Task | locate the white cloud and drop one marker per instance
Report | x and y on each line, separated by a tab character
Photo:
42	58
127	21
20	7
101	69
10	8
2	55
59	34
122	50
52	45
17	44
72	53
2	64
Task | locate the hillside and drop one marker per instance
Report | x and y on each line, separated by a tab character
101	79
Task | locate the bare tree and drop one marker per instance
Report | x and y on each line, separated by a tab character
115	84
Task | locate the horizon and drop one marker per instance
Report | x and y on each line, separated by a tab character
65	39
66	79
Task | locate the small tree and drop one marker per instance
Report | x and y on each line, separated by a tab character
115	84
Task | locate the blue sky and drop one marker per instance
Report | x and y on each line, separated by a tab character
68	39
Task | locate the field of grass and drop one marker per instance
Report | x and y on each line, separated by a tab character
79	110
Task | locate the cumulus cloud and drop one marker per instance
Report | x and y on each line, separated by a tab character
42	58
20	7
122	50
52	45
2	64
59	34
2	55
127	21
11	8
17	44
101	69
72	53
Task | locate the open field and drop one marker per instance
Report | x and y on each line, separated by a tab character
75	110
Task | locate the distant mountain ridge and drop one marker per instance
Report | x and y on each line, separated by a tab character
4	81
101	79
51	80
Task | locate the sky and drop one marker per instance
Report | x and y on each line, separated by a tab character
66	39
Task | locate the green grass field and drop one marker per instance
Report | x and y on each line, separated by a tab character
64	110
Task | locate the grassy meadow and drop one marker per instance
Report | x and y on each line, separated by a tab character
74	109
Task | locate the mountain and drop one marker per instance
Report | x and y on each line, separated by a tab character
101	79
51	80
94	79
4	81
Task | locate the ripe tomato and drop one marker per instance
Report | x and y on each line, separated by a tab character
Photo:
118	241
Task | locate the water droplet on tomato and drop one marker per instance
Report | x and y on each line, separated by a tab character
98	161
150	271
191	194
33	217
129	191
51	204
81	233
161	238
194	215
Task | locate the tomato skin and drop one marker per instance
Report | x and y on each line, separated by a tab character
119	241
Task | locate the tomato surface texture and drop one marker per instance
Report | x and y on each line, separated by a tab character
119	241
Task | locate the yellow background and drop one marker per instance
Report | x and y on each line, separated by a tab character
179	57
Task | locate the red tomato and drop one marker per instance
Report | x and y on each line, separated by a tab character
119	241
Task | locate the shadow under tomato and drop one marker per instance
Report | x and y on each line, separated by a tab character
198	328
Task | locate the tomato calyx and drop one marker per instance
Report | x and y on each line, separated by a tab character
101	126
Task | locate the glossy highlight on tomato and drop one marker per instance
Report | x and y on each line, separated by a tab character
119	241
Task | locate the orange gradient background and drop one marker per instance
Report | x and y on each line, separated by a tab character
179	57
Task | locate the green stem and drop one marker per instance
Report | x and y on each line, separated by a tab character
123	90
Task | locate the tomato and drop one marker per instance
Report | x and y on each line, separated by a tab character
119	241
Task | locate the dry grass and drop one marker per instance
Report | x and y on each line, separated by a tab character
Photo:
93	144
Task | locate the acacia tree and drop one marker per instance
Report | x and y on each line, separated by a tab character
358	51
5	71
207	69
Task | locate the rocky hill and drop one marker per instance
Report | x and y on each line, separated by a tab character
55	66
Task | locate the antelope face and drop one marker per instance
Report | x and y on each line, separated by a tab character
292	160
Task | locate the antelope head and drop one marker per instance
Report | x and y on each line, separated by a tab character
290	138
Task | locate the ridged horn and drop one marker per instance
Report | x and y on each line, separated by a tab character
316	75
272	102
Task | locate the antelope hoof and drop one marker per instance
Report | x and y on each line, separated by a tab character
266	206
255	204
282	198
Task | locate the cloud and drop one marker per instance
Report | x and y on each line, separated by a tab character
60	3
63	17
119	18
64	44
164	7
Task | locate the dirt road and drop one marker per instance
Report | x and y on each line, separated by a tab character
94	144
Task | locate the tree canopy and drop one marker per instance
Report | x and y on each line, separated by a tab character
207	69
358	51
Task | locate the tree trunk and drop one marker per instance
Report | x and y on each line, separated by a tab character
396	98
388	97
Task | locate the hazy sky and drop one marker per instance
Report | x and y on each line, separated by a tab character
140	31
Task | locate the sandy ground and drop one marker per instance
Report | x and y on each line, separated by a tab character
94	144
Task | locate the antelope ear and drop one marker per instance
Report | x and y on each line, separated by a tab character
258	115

PROBLEM TO SOLVE - Output all entries again exactly; no line may be altered.

TASK RESULT -
Task | locate the white cloud and drop one marker per instance
Report | x and y on each line, separated by a tab character
Photo:
42	58
127	21
20	7
101	69
10	8
2	55
59	34
122	50
52	45
17	44
72	53
2	64
Task | locate the hillside and drop one marker per instance
Report | x and y on each line, separated by a tab character
101	79
Task | locate the bare tree and drop one marker per instance
Report | x and y on each line, separated by a tab character
115	84
Task | locate the horizon and drop one marker per instance
Report | x and y on each line, separated by a tab character
65	39
66	79
Task | locate the small tree and drop one marker per instance
Report | x and y on each line, separated by a tab character
115	84
Task | locate the blue sky and drop one marker per instance
Report | x and y on each line, separated by a tab character
68	39
Task | locate the field of grass and drop one marker per instance
Report | x and y on each line, separated by a tab character
79	110
Task | locate the cumulus cloud and drop one marker per instance
Report | x and y on each line, separated by a tab character
42	58
20	7
122	50
52	45
2	64
59	34
2	55
127	21
11	8
17	44
101	69
72	53
Task | locate the open field and drop one marker per instance
Report | x and y on each line, separated by a tab character
75	110
Task | locate the distant mountain ridge and drop one marker per instance
Report | x and y on each line, separated by a tab character
4	81
101	79
51	80
Task | locate the sky and drop one marker per instance
Report | x and y on each line, separated by a tab character
66	39
Task | locate the green grass field and drop one marker per instance
Report | x and y on each line, separated by a tab character
64	110
Task | locate the grassy meadow and drop one marker per instance
Report | x and y on each line, separated by a tab character
74	109
Task | locate the mountain and drop one marker per instance
Report | x and y on each line, separated by a tab character
101	79
51	80
94	79
4	81
Task | locate the ripe tomato and drop one marker per instance
Report | x and y on each line, separated by a tab character
Photo:
118	241
Task | locate the water droplet on tomato and drop one marker per instance
Report | x and y on each line, separated by a tab character
98	161
150	271
191	194
33	217
129	191
51	204
81	233
161	238
194	215
Task | locate the tomato skin and drop one marker per instance
Report | x and y on each line, separated by a tab character
119	241
Task | locate the tomato surface texture and drop one marker per instance
Report | x and y on each line, separated by a tab character
119	241
Task | locate the yellow background and drop one marker per instance
Report | x and y on each line, separated by a tab character
179	57
Task | locate the red tomato and drop one marker per instance
Report | x and y on each line, separated by a tab character
119	241
Task | locate the shadow under tomato and drop one marker per instance
Report | x and y on each line, separated by a tab character
198	328
Task | locate the tomato calyx and drop one marker per instance
Report | x and y on each line, separated by a tab character
101	126
Task | locate the glossy highlight on tomato and drop one marker per instance
Report | x and y on each line, separated by a tab character
119	241
Task | locate the orange gradient background and drop one marker per instance
Report | x and y on each line, separated by a tab character
179	57
Task | locate the green stem and drop one marker per instance
Report | x and y on each line, separated by a tab character
123	90
Task | locate the tomato and drop one marker per instance
Report | x and y on each line, separated by a tab character
119	241
Task | locate the dry grass and drop one marker per instance
Report | x and y on each line, separated by a tab character
Photo:
93	144
Task | locate the acacia tree and drop one marker per instance
Report | x and y on each line, separated by a tab character
358	51
5	71
207	69
Task | locate the rocky hill and drop one marker per instance
Report | x and y on each line, separated by a tab character
55	66
Task | locate the antelope face and drop one marker per instance
Report | x and y on each line, separated by a tab character
292	160
Task | locate the antelope head and drop one marker per instance
Report | x and y on each line, separated by a tab character
290	138
Task | locate the ridged horn and drop one marker per instance
Report | x and y on each line, separated by a tab character
316	75
272	102
Task | locate the antelope hoof and drop one marker per instance
Report | x and y on each line, separated by a tab character
266	206
255	204
282	198
Task | locate the cloud and drop one marker per instance
Report | x and y on each line, separated by a tab character
60	3
63	17
119	18
64	44
164	7
Task | locate the dirt road and drop one marker per instance
Report | x and y on each line, separated by a tab character
94	144
Task | locate the tree canopy and drop one marker per instance
Report | x and y on each line, separated by a tab character
207	69
358	51
Task | locate the tree trunk and drop one marker per instance
Report | x and y on each line, separated by a tab character
396	98
388	97
Task | locate the hazy sky and drop one marker per instance
Report | x and y on each line, separated by a tab character
140	31
Task | locate the sandy ground and drop one marker per instance
Report | x and y on each line, separated by a tab character
94	144
Task | locate the antelope ear and drop one marker per instance
Report | x and y on each line, separated by a tab character
258	115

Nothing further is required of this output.